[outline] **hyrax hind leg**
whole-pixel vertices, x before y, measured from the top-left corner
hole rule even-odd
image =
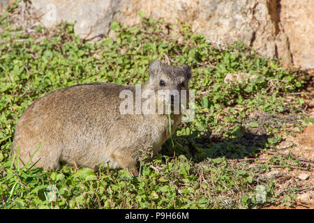
[[[111,153],[111,157],[120,167],[128,169],[133,176],[138,176],[137,157],[134,153],[117,150]]]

============

Instructions to follow –
Reproduce the records above line for line, omitting the pictures from your copy.

Solved exercise –
[outline] **hyrax hind leg**
whole-pixel vertices, x before y, measured from the top-left corner
hole rule even-odd
image =
[[[111,153],[111,157],[120,167],[128,169],[133,176],[138,176],[137,157],[134,153],[117,150]]]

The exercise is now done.